**PROVIDED MATERIAL:**

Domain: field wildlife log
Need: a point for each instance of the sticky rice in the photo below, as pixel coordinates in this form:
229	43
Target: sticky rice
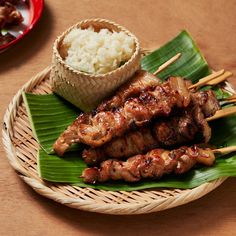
97	52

**DIRECTION:**
Rewrite the records above as a numbered list of their lines, omitting blank lines and leaving out the pictures.

**EXERCISE RESPONSE:**
1. Domain: field wildlife log
2. Need: a point for each instance of the sticky rice in the photo below, as pixel coordinates in this form:
3. 229	43
4. Target: sticky rice
5. 97	52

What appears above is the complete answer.